• _Vorliegender Text_
++++++++
LET'S LOOK OUTSIDE

Das Kunsthaus Kannen öffnet neue Perspektiven
Kunsthaus Kannen
© Kunsthaus Kannen

Ein ganzes Haus voller Kunst
Wirft man einen Blick hinter die großen Fenster des Kunsthaus Kannen, entdeckt man immer wieder etwas Neues. In dem lichtdurchfluteten Ausstellungsraum sieht man Besuchende, die sich angeregt über die Bilder der Künstler*innen unterhalten. Nur einen Raum weiter arbeiten diese gerade eifrig an ihren neuen Werken. Durch geübte Handgriffe entstehen hier kleine Tonmännchen, während sich einen Platz weiter Strich um Strich ein farbenfrohes Bild aus vielen kleinen Linien zusammensetzt.

Gerade die Nähe zwischen Kunstwerk und Künstler*in macht das Kunsthaus Kannen so besonders. Direkt im Kunsthaus befinden sich die Ateliers, die allen dem Verbund der Alexianer zugehörigen Menschen offenstehen. Egal ob aus Stoff, Draht, Acrylfarben oder Pappmaché – die Ateliers bieten eine Möglichkeit, sich mithilfe einer kunsttherapeutischen Begleitung kreativ frei zu entfalten. Die hier entstandenen Arbeiten werden in thematisch abwechslungsreichen Ausstellungen gleich nebenan im großen Ausstellungsraum gezeigt. Die kontinuierlich wechselnden Themen der Ausstellungen behandeln die Kunst und das Leben einzelner Künstler*innen. Auch gezeigt werden die unterschiedlichen künstlerischen Vorgehensweisen zu einem Thema, wie das der Wiederholung. Seit 2009 findet im Kunsthaus in einem Rhythmus von zwei Jahren das 2x2 Forum für Outsider Art statt. Dieses bietet eine Plattform für den Austausch und die Diskussion mit nationalen und internationalen Künstler*innen und Ausstellenden aus dem Bereich der Outsider Art. Aus Kooperationen mit Schulen, Kunstvereinen und der Kunstakademie Münster gehen regelmäßig spannende, neue Projekte und Kunstwerke hervor. Diese sind von den Erfahrungen der Menschen mit den Künstler*innen des Kunsthauses geprägt. Als Teil des Alexianer Campus ist das Kunsthaus nicht nur Ausstellungsort, sondern auch integrative Begegnungsstätte für Künstler*innen mit und ohne psychischer Erkrankung oder geistiger Behinderung.
++++++++
• _Gegebenes Material_
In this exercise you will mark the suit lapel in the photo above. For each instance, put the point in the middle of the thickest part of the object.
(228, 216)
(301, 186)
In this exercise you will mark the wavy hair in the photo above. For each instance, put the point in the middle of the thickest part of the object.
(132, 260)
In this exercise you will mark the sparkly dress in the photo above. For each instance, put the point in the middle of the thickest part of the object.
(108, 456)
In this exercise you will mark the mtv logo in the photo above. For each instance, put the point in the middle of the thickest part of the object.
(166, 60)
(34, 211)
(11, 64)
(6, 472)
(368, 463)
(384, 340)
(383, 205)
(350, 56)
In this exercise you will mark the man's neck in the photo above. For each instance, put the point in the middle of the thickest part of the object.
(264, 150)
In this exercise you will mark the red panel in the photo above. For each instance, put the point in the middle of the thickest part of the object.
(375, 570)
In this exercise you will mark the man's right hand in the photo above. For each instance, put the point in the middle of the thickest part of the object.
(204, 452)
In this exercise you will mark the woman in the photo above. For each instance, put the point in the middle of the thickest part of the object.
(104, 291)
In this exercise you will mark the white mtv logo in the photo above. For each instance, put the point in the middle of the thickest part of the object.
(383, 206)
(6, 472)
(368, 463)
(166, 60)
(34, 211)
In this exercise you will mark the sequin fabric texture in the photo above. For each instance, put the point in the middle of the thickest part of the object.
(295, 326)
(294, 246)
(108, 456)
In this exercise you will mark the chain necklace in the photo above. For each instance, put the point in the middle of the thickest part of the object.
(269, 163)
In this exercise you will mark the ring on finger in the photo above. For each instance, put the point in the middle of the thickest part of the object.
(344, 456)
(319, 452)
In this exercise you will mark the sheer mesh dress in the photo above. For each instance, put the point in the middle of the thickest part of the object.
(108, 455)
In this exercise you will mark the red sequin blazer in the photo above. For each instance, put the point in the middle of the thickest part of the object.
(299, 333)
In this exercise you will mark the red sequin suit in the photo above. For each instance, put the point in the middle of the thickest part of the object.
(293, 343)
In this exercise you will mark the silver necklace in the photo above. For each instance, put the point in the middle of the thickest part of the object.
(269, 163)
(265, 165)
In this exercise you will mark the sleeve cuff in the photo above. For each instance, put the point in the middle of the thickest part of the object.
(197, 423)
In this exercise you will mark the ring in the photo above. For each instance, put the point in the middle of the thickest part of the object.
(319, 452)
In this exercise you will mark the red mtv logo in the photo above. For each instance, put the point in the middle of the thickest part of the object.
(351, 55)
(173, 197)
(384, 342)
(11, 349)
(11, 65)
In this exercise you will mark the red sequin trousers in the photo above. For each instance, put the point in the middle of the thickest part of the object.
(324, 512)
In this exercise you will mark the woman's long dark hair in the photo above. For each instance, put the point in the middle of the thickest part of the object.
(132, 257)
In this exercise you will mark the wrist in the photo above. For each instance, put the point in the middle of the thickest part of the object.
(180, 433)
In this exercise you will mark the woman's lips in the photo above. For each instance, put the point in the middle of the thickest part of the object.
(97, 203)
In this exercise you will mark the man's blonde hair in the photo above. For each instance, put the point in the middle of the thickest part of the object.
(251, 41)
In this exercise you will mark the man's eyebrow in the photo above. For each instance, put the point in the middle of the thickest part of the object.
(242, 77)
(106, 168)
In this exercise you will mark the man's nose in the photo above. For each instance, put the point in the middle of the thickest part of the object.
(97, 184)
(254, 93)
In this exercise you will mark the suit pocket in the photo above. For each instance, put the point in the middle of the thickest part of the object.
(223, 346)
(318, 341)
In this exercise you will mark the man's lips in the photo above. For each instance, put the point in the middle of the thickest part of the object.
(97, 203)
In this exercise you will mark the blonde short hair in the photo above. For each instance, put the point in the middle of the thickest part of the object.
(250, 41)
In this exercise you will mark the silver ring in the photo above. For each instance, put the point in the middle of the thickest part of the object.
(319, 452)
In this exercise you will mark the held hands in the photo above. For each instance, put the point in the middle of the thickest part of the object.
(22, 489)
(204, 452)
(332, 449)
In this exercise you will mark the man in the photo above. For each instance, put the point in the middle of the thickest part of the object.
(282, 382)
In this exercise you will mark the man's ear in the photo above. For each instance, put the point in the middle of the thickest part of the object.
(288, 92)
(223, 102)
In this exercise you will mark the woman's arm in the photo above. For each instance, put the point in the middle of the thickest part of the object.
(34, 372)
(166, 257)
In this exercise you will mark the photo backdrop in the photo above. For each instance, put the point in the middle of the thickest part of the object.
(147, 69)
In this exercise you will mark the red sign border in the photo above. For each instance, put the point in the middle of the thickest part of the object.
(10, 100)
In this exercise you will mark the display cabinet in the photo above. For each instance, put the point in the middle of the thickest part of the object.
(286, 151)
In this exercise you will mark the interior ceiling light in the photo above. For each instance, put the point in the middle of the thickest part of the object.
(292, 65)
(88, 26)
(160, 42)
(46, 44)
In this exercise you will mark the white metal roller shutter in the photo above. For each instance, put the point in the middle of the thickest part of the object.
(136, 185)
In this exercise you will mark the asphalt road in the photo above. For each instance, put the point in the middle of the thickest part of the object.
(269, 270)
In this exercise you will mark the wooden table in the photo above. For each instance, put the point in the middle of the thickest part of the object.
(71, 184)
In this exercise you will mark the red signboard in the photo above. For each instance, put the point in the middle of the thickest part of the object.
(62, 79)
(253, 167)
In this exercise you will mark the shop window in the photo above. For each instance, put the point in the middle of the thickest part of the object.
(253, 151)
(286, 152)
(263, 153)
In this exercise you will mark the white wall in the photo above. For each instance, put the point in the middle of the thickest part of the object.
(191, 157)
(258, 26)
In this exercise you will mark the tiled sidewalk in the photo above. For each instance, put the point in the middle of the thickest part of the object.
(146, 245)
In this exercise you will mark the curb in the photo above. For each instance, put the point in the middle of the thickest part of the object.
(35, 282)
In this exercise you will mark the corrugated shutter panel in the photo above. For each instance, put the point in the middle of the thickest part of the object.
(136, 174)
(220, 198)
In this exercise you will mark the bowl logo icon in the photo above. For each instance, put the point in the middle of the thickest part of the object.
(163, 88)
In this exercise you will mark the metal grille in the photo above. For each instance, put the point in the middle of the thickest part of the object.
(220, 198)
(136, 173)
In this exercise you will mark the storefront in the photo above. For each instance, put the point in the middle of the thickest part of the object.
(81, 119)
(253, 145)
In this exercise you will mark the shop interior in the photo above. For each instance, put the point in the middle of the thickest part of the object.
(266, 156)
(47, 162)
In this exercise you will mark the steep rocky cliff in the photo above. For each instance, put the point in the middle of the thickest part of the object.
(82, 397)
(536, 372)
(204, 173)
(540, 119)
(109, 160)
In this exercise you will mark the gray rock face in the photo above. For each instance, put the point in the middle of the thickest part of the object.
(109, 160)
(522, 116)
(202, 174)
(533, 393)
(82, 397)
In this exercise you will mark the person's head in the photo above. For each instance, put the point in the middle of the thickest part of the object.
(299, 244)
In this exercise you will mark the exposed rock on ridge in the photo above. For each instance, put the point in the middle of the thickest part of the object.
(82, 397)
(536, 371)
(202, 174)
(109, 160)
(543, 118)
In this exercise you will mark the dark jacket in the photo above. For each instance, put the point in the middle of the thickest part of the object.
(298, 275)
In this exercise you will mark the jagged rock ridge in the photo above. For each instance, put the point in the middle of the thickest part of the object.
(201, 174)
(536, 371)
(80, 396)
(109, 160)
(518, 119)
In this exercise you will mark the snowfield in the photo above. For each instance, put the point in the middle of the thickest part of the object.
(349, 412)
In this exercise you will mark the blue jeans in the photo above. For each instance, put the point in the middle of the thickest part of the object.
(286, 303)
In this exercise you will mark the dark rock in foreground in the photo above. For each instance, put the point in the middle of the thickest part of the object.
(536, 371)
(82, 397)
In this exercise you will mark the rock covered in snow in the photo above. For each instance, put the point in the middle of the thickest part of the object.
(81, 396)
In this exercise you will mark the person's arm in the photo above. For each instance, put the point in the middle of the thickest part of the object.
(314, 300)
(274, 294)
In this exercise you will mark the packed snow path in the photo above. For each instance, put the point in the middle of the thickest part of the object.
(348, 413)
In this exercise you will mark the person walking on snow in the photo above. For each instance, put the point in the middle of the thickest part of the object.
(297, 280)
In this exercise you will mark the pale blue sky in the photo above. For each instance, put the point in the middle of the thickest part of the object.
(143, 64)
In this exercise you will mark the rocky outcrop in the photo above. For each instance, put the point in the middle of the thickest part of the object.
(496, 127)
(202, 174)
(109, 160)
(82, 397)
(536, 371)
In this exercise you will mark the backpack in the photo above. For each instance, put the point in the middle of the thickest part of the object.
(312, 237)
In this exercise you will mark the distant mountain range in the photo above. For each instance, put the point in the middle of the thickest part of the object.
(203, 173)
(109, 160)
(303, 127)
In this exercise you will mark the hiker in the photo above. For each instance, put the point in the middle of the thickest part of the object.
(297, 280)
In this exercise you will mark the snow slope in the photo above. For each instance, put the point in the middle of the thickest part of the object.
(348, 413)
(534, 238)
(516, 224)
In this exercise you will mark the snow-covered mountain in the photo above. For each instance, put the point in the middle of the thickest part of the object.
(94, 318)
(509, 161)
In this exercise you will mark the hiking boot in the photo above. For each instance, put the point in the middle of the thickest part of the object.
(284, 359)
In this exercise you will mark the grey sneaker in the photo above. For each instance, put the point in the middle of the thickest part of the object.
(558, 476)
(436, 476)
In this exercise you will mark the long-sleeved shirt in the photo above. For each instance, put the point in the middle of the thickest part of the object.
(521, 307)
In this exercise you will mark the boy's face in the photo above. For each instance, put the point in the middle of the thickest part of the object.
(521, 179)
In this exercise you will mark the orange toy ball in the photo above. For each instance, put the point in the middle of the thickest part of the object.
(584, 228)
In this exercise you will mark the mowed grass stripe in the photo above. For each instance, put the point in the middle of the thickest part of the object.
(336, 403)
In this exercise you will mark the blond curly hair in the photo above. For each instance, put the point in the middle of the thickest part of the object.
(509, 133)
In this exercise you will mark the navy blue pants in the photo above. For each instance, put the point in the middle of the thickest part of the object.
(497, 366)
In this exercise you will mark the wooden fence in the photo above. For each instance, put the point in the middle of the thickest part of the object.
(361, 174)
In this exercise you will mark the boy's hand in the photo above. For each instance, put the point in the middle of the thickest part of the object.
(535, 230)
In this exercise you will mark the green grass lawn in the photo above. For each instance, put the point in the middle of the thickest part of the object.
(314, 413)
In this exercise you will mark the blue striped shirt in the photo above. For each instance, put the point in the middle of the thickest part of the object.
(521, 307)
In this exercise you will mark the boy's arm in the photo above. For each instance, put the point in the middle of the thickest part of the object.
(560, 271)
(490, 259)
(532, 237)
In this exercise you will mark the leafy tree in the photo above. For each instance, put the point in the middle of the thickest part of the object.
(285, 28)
++++++++
• _Aufgabenstellung_
1 > Übersetze diesen Satz aus dem Text über das Kunsthaus Kannen ins Englische: „Seit 2009 findet im Kunsthaus in einem Rhythmus von zwei Jahren das 2x2 Forum für Outsider Art statt.“
2 > Schreib den Text über das Kunsthaus Kannen im Anschluss an seinen letzten Satz weiter.

• _Die Lösungen_
1 > Since 2009, the 2x2 Forum for Outsider Art has taken place at the Kunsthaus every two years.

2 >
Klaus Mücke und die Vielfalt der Wiederholung
Wer über den Alexianer Campus geht oder sich im Kunsthaus umschaut, wird immer wieder auf ein Gesicht in den verschiedensten Farben stoßen. Der Künstler Klaus Mücke selbst nennt sie „Frau Blume“. Sie hat zwei große Augen, meist eine runde Nase und manchmal ein breites Lächeln. Ihr Kopf ist gerahmt von Blütenblättern, einmal kleiner, ein anderes Mal größer. Darunter ein plumper Körper. Klaus Mücke hat sie bereits in jeder erdenklichen Farbe gezeichnet. Mit dünnem Stift wiederholt er ihre Kontur wieder und wieder. Dieser Vorgang lässt die Gestalt in kräftiger Farbe erstrahlen. Trotz der Wiederholung ist jede „Frau Blume“ so einzigartig wie ein Fingerabdruck, dem sie mit den feinen, geschwungenen Linien sogar etwas gleicht.

Wenn Klaus Mücke sich für ein Motiv entscheidet, dann schafft er es wieder und wieder. Um und über seinem Atelierplatz sammeln sich seine Werke in farbenfroher Vielfalt. Obst und Musikinstrumente finden sich auf den Gegenständen rund um seinen Platz und fantastische Figuren, wie die Frau Blume, hängen von der Decke. Dies Alles ist genauso Teil seines Lebenswerks wie Motive zum Thema Zauberei und bestimme Menschen, die er über Jahrzehnte immer wieder thematisiert. Der aus Kiel stammende Künstler lebt seit 1970 im Wohnbereich der Alexianer. Im Zuge der Kunsttherapie hat er eine große Zahl an Motiven und Werken geschaffen.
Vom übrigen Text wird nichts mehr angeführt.